▶ **Given exercise**:
Return every line of the listing below that contains the word "plate".

▶ **Records shown**:

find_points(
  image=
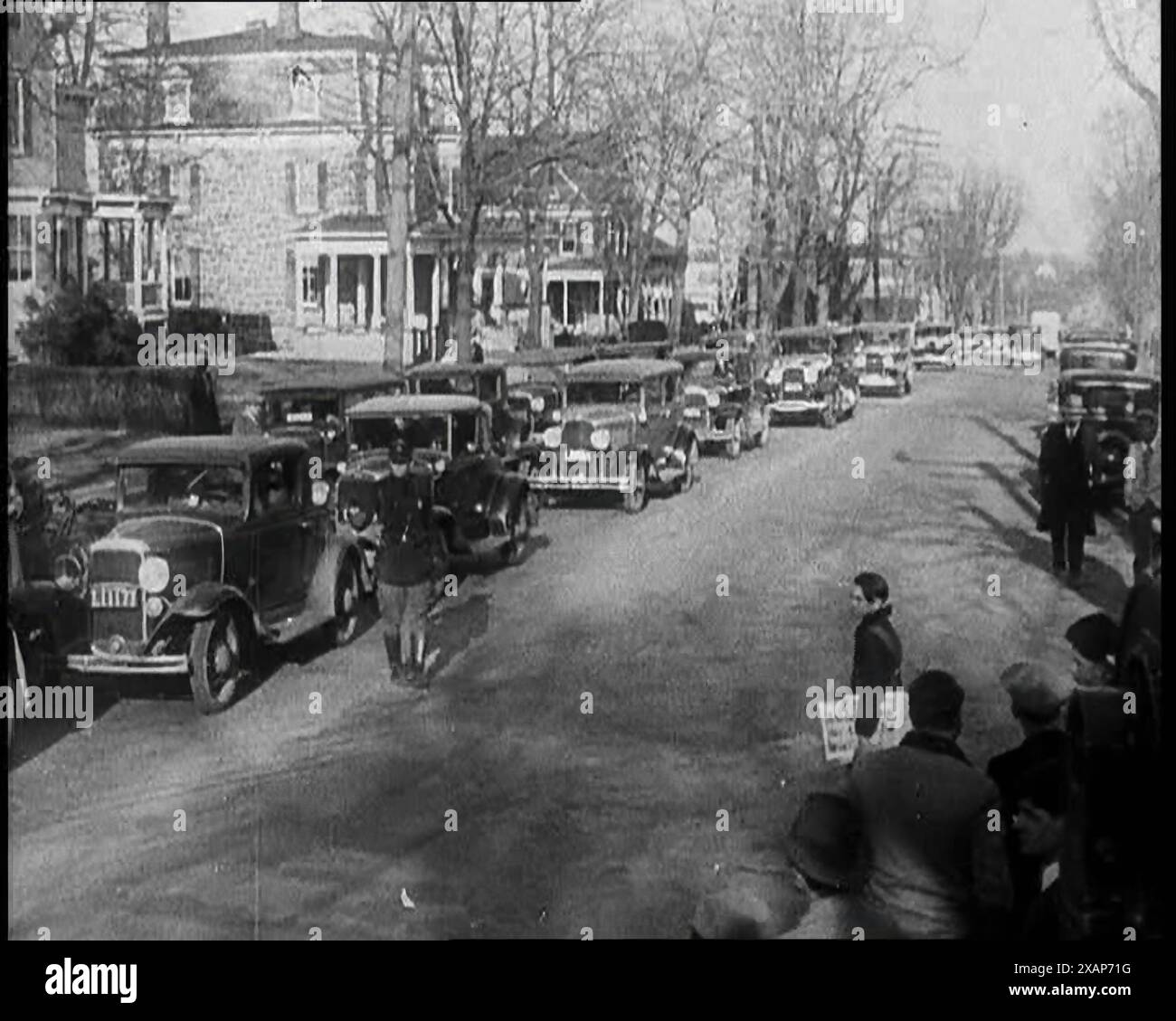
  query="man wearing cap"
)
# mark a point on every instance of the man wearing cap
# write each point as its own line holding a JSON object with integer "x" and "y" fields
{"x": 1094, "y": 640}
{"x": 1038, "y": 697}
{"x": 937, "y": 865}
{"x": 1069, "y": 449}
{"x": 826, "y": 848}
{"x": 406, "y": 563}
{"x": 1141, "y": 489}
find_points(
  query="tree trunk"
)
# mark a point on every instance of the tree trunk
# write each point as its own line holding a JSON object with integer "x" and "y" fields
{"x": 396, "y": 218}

==

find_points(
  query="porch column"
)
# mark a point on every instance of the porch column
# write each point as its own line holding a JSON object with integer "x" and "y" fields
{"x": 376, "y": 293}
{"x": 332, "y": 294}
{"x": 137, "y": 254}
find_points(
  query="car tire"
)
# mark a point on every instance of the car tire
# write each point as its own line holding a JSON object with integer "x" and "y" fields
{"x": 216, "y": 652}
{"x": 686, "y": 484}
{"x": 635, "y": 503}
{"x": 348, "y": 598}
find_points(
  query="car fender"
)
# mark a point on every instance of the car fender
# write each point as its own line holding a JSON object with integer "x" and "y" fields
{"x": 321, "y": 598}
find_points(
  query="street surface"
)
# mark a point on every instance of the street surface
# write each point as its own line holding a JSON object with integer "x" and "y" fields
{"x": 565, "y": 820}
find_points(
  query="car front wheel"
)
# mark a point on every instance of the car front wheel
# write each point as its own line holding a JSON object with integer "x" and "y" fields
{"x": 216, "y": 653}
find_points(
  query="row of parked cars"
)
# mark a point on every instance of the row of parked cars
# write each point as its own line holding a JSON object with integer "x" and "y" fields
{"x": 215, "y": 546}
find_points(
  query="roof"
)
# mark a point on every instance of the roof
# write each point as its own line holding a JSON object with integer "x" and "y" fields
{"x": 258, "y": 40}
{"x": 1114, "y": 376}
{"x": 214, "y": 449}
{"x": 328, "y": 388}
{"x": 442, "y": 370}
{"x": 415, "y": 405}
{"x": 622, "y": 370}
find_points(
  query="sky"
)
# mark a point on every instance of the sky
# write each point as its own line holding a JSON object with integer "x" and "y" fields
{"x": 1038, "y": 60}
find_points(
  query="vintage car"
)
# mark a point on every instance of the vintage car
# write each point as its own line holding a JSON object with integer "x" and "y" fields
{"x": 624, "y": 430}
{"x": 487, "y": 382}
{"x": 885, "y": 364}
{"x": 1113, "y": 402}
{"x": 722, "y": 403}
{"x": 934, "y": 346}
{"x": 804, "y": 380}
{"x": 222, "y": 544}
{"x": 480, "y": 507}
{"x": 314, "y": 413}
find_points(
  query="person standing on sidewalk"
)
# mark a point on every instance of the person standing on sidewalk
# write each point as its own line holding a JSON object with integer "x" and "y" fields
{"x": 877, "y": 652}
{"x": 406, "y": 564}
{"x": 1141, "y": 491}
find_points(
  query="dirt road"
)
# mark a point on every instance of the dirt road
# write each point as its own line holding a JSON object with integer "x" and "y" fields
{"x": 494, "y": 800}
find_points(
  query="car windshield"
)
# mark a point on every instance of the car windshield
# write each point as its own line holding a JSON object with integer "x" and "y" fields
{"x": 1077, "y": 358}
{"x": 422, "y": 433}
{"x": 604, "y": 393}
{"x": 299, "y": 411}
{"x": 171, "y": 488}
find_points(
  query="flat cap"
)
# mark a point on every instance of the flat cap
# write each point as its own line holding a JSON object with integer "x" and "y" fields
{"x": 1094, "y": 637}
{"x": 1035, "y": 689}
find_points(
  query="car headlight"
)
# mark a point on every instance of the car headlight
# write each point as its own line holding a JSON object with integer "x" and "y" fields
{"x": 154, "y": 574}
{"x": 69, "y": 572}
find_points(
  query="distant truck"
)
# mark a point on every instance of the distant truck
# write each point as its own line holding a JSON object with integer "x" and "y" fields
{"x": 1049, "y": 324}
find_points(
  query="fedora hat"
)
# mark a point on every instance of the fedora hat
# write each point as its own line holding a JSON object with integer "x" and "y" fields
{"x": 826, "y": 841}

---

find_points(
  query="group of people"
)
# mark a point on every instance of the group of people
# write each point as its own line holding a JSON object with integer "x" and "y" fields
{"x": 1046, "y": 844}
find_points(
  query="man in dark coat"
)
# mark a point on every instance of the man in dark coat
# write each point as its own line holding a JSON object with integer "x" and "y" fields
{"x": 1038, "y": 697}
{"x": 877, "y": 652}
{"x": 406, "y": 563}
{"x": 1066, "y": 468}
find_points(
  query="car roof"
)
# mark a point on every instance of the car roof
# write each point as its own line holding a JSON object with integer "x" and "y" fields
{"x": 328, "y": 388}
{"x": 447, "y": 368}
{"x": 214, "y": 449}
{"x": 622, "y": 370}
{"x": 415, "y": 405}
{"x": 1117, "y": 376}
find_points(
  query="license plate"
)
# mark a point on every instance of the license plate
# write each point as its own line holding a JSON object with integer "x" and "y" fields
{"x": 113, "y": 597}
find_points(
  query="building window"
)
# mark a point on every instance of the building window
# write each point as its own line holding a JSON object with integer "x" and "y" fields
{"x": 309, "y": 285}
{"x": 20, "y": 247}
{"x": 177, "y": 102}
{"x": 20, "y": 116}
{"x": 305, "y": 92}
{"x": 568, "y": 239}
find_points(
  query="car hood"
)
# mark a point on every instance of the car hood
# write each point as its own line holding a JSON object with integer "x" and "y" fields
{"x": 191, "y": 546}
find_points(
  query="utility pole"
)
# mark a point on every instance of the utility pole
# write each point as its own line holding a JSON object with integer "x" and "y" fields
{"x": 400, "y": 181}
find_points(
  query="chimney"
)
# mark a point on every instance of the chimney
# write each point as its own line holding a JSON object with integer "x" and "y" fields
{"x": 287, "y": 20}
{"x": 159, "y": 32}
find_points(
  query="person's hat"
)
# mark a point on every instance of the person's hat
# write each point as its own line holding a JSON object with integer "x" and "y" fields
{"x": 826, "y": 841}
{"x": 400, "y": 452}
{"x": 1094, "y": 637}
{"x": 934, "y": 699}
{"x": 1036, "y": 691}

▶ **Complete response**:
  query="license plate"
# mark a point on every instance of the license plate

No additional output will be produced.